=== Input material ===

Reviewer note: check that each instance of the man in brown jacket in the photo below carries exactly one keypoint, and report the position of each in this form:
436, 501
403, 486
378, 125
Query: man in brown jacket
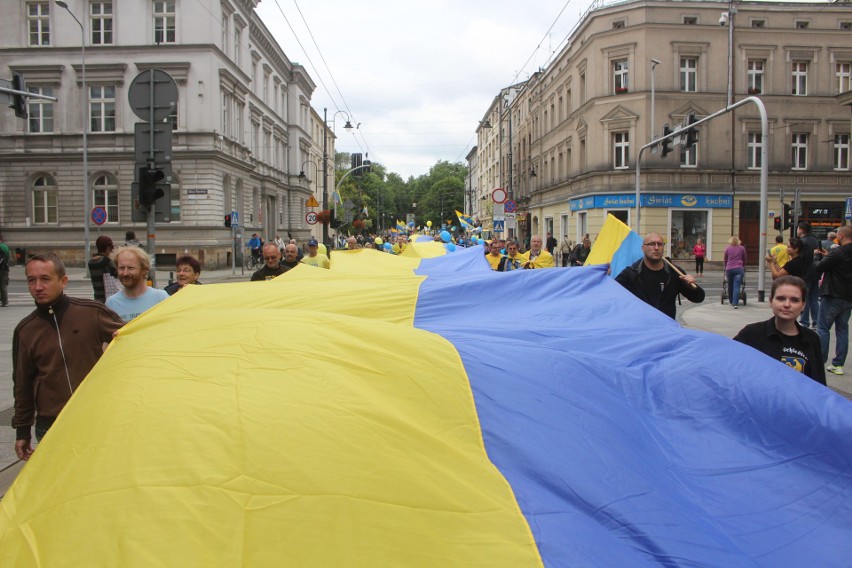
53, 349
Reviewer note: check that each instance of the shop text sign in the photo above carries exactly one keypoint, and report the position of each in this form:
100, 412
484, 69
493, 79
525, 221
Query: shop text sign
652, 200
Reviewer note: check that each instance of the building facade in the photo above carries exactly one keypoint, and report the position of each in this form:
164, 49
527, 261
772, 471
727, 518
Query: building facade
242, 127
578, 124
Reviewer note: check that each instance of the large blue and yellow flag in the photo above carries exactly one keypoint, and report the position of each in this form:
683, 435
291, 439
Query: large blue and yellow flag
466, 221
395, 411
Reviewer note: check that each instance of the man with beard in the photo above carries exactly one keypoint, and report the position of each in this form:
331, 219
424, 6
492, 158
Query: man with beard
271, 268
291, 257
135, 296
53, 349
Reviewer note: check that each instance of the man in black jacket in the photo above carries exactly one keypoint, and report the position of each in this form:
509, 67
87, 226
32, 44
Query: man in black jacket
651, 280
836, 306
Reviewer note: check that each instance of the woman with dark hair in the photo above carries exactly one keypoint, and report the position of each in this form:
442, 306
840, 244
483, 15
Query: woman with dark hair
187, 271
781, 336
795, 265
101, 265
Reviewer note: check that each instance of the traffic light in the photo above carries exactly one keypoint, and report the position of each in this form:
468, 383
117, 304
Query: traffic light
691, 132
148, 190
19, 102
666, 145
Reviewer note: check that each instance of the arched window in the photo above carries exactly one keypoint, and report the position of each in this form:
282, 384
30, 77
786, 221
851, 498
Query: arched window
44, 200
105, 194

===

» **Problem requirements**
Rewrite the rows from the line containing "Reviewer note: check that each instance of the woman" through the end of the rows, replacing "traffic light" with "street lamp" and keeping everything else the same.

» **Solution to this problem**
Reviewer note: check that each instance of the woman with dark hair in the photo above carries exactly one keypoint, and report the position of each in this form:
442, 306
840, 244
483, 15
Query: woman with dark hair
187, 271
781, 336
795, 265
101, 265
Reviewer note: check that each instance of the street lamp in the photo above carries exactly one keypoint, and report the position of each in this form:
468, 383
117, 304
Query: street lamp
691, 132
148, 190
19, 102
666, 145
Reviewer note: check that each instance of the arched window in the photo above carries exactly one keypoint, and report the position of each in this form:
282, 384
30, 77
786, 221
851, 498
Query: arched window
44, 200
105, 194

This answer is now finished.